▶ **Source passage**

2020-06-28 Thread Joey Lynch (Jira)


[ 
https://issues.apache.org/jira/browse/CASSANDRA-15878?page=com.atlassian.jira.plugin.system.issuetabpanels:comment-tabpanel&focusedCommentId=17147473#comment-17147473
 ] 

Joey Lynch commented on CASSANDRA-15878:


[~adejanovski] I agree with you that the rack check is sufficient to determine 
that we have an accidental mixed mode cluster, but I think we can salvage the 
datacenter check as well which imo provides a nice second layer of defense 
against a very easy to make mistake. Specifically, if we see a datacenter with 
no number (e.g. just "us-east" or just "eu-west", and usingLegacyNaming is set 
to False then we could reject it as invalid and raise an exception. Yes, if 
users had custom suffixes that included numbers we would miss it, but then the 
rack verification would catch it.

▶ **Rows**
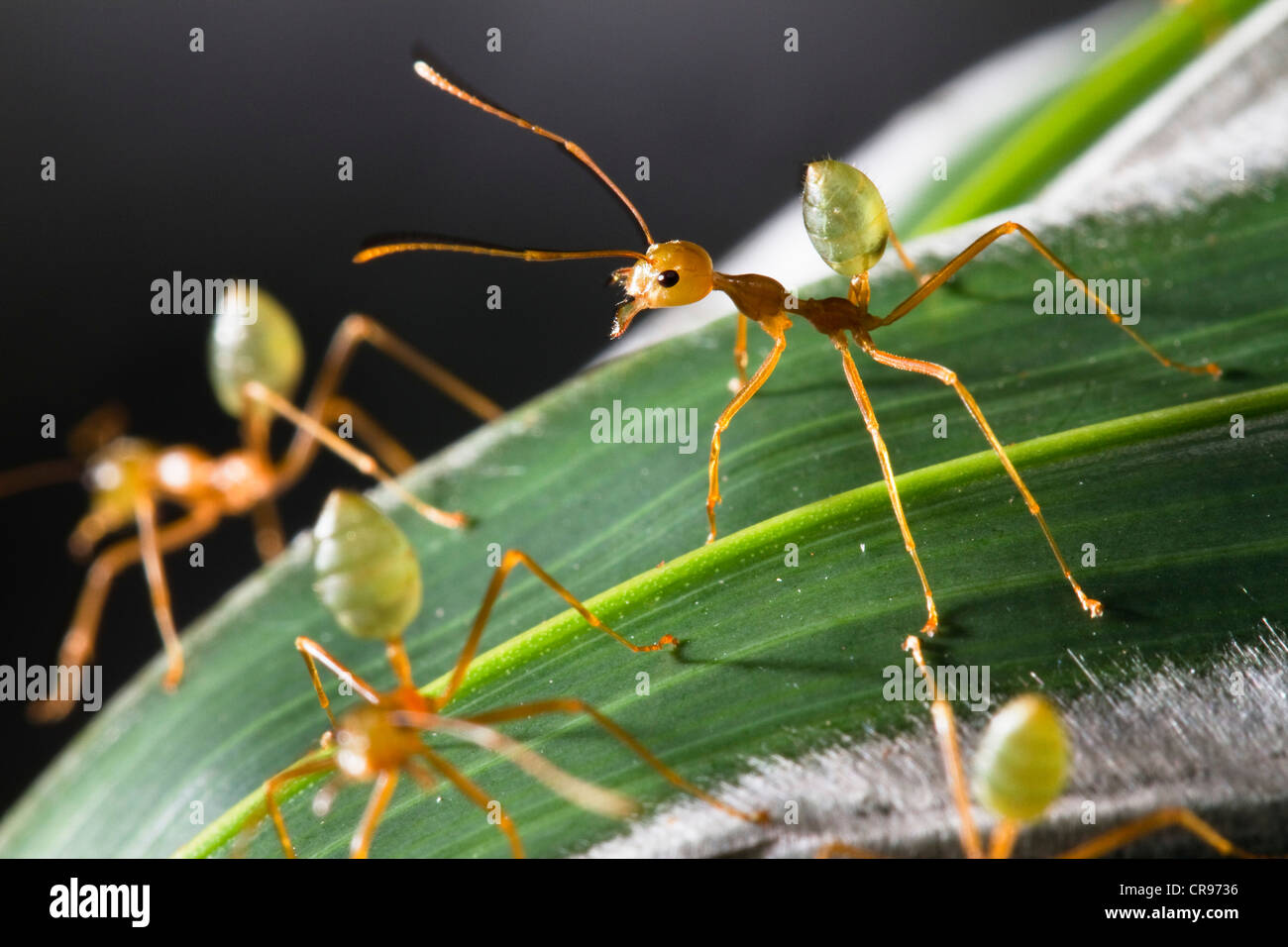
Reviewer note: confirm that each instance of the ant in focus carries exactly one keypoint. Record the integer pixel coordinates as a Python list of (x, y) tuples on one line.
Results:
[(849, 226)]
...
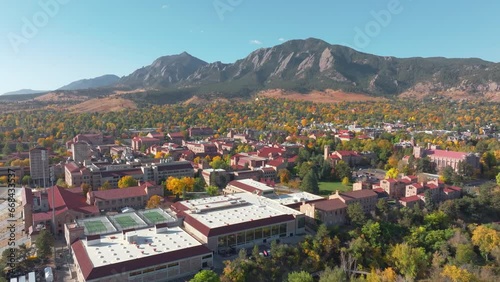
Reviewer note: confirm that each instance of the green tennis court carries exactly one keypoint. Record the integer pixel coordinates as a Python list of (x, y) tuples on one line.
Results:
* * *
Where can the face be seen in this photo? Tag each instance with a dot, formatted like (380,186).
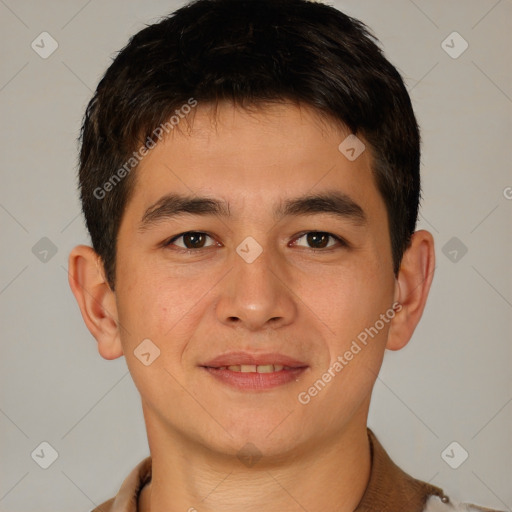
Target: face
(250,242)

▶ **Aim 1**
In the Cassandra issue comment, what could be done when a datacenter name has no number and usingLegacyNaming is set to False?
▶ **Aim 2**
Output the part of the Cassandra issue comment that opens with the words containing "[~adejanovski] I agree" and closes with "would catch it.".
▶ **Aim 3**
Go on with the Cassandra issue comment from where it stops.

▶ **Exercise output 1**
The name could be rejected as invalid and an exception raised.

▶ **Exercise output 2**
[~adejanovski] I agree with you that the rack check is sufficient to determine 
that we have an accidental mixed mode cluster, but I think we can salvage the 
datacenter check as well which imo provides a nice second layer of defense 
against a very easy to make mistake. Specifically, if we see a datacenter with 
no number (e.g. just "us-east" or just "eu-west", and usingLegacyNaming is set 
to False then we could reject it as invalid and raise an exception. Yes, if 
users had custom suffixes that included numbers we would miss it, but then the 
rack verification would catch it.

▶ **Exercise output 3**
I'm fine with the proposed patch as I agree the rack checks are sufficient, but 
I'd also be fine with fixing the datacenter check to be:
{noformat}
boolean dcUsesLegacyFormat = dc.matches("[a-z]+-[a-z]+$");
if (dcUsesLegacyFormat != usingLegacyNaming)
valid = false;
{noformat}
So for example if someone started up with usingLegacyNaming=false, and the node 
sees another node with datacenter "us-east" or "eu-west", then we fail with the 
error to prevent a split brained cluster. If someone had a custom datacenter 
suffix of -1, we would be foiled, and the rack check would have to catch the 
operator error.

> Ec2Snitch fails on upgrade in legacy mode
> -
>
> Key: CASSANDRA-15878
> URL: https://issues.apache.org/jira/browse/CASSANDRA-15878
> Project: Cassandra
>  Issue Type: Bug
>  Components: Legacy/Distributed Metadata
>Reporter: Alexander Dejanovski
>Assignee: Alexander Dejanovski
>Priority: Normal
> Fix For: 4.0-beta
>
>
> CASSANDRA-7839 changed the way the EC2 DC/Rack naming was handled in the 
> Ec2Snitch to match AWS conventions.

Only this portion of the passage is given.